WORK REQUEST:
Can you transcribe the data exactly? Leave the pictures out.

GIVEN RECORDS:
==*==

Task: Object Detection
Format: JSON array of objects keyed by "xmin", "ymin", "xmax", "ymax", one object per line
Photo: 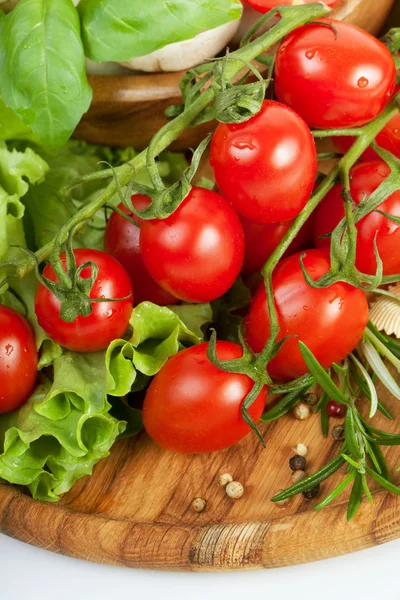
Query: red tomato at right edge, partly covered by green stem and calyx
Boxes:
[{"xmin": 314, "ymin": 160, "xmax": 400, "ymax": 275}]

==*==

COMPLETED EXERCISE:
Task: Object Detection
Format: JSON array of objects keyed by "xmin", "ymin", "xmax", "ymax", one object per line
Photo: 
Query: red tomato at right edge, partly covered by green stem and calyx
Boxes:
[{"xmin": 314, "ymin": 160, "xmax": 400, "ymax": 275}]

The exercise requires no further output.